Count the lines below that contain the word "standing", and report only that number.

- **DATASET EXCERPTS**

· · ·

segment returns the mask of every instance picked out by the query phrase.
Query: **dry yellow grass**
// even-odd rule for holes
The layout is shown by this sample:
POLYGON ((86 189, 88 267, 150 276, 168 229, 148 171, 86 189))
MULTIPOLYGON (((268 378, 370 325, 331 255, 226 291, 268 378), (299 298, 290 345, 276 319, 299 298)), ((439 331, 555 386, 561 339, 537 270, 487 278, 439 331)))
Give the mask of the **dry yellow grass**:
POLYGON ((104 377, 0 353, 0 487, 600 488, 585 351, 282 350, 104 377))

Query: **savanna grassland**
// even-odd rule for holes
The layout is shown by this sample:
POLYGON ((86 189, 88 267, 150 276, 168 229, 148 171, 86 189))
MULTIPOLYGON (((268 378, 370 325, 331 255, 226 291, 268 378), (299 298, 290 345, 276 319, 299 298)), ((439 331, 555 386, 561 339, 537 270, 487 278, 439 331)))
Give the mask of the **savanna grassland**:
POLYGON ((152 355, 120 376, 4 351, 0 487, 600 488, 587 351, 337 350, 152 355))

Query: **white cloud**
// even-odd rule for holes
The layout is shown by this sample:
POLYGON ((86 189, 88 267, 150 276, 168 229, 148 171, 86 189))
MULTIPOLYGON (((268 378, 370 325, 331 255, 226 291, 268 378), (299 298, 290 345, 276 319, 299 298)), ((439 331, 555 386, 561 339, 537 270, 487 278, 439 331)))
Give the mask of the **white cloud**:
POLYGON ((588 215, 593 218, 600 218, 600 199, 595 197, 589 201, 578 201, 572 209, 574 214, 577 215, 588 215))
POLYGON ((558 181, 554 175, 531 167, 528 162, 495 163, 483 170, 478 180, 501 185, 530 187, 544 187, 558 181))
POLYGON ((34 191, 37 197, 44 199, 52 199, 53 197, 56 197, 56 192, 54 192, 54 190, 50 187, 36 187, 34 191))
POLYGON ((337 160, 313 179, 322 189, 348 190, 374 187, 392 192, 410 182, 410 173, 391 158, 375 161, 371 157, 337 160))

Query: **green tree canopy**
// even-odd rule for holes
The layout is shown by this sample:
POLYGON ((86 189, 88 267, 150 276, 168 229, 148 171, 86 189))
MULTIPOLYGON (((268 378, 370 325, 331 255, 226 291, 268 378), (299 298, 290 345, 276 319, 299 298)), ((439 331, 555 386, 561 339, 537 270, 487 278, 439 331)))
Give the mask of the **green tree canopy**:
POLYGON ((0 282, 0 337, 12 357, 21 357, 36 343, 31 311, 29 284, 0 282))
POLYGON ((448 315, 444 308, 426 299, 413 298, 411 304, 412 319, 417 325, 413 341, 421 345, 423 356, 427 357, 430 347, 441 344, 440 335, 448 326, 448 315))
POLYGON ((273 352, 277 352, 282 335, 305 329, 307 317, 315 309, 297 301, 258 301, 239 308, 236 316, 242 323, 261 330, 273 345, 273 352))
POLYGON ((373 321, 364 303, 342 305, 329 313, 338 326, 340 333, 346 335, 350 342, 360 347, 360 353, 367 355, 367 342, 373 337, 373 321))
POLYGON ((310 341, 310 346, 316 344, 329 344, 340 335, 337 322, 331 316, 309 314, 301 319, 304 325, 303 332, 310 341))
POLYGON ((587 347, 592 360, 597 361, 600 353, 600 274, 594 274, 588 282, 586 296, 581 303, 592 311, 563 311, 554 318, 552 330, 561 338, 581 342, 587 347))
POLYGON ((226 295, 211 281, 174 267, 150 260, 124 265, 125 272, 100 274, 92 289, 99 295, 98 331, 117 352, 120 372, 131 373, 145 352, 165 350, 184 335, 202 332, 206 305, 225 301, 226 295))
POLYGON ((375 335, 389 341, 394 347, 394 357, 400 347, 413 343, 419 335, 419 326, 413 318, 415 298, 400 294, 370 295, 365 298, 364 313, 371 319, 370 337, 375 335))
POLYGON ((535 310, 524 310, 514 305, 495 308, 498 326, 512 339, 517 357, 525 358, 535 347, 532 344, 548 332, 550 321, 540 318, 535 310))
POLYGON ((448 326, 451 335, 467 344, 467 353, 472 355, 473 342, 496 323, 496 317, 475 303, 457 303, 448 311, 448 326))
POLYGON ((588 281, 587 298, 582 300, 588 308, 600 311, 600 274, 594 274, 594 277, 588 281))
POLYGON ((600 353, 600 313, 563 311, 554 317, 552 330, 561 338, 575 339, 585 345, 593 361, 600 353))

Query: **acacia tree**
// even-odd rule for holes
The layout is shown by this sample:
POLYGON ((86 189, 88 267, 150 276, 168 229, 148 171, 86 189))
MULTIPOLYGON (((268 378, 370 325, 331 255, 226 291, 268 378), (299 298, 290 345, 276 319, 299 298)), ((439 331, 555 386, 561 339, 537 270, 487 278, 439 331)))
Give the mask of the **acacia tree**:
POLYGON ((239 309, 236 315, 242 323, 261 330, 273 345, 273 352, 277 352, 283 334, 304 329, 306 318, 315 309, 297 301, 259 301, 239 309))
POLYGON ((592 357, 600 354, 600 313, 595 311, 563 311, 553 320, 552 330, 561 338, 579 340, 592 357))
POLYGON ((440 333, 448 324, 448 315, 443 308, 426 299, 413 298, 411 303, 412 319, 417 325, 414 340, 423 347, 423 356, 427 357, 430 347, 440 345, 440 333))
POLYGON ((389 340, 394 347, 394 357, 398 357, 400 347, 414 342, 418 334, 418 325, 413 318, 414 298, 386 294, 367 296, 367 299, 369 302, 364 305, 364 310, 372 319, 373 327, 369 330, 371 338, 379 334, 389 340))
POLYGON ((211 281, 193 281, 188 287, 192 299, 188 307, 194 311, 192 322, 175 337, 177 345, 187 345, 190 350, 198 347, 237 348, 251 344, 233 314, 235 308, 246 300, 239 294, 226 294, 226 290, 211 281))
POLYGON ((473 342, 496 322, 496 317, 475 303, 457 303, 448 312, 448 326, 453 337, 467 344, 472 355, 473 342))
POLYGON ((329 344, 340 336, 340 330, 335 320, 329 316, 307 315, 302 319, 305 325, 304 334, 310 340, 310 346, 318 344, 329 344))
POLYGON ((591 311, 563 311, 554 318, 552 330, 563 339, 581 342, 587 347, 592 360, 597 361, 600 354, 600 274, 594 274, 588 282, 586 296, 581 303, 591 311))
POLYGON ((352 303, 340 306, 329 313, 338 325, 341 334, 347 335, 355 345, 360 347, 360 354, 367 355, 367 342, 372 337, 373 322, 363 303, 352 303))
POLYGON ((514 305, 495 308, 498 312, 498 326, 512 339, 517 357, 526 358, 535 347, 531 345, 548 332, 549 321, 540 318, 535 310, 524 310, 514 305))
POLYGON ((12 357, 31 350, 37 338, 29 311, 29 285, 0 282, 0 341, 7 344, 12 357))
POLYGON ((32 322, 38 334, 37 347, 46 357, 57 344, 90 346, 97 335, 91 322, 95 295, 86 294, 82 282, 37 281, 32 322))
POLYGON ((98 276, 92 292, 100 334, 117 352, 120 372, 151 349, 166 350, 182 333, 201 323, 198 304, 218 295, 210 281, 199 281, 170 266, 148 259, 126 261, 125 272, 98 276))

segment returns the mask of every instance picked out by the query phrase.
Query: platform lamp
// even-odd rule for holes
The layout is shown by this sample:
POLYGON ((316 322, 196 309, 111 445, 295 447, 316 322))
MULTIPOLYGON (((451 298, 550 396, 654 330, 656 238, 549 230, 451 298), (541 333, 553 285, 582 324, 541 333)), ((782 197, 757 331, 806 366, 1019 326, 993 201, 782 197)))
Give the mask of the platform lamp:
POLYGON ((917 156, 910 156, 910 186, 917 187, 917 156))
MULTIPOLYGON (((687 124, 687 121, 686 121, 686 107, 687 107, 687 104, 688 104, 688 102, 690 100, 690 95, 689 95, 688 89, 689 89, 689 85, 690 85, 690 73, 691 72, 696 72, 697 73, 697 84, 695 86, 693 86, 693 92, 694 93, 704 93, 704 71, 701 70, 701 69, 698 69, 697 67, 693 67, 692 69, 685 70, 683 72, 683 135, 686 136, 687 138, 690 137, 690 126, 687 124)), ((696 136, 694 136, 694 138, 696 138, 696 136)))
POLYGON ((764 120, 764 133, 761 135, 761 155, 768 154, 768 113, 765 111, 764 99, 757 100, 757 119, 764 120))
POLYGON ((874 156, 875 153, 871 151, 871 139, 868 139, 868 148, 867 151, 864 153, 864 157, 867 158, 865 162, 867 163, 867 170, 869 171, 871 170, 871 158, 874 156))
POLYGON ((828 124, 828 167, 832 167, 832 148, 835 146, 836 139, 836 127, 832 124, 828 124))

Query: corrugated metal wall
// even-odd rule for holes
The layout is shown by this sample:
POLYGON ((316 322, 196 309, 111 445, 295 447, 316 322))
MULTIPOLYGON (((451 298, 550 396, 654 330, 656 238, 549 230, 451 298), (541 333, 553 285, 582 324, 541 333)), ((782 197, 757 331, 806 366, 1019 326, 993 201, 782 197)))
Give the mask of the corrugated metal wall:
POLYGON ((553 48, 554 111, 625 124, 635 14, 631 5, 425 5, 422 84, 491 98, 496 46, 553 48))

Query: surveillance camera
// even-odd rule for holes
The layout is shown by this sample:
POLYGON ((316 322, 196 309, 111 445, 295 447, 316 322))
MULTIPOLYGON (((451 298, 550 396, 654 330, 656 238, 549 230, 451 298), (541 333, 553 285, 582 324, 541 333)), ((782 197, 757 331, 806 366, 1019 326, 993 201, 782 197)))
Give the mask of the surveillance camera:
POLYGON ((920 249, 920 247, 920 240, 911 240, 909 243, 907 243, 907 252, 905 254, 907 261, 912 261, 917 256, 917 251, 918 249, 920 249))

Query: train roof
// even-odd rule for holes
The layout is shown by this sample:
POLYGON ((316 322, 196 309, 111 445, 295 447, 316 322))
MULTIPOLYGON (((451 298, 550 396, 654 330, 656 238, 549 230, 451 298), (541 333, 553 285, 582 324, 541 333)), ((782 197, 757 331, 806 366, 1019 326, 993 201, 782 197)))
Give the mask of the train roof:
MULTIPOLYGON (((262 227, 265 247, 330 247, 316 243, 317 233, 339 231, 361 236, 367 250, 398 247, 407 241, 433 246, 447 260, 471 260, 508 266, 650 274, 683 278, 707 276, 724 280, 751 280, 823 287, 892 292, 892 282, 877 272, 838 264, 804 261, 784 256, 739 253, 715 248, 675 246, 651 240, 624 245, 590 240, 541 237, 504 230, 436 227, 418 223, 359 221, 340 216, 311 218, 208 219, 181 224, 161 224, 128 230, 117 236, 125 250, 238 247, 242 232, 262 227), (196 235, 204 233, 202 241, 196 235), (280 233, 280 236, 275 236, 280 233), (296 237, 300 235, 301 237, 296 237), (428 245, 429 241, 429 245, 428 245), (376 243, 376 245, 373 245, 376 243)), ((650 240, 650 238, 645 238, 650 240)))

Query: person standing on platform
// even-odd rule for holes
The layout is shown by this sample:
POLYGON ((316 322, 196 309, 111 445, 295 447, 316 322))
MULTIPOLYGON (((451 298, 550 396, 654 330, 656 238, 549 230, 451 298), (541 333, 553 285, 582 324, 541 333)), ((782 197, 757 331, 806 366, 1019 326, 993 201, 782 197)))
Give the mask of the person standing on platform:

· · ·

- **ANSWER TO THE PROBLEM**
2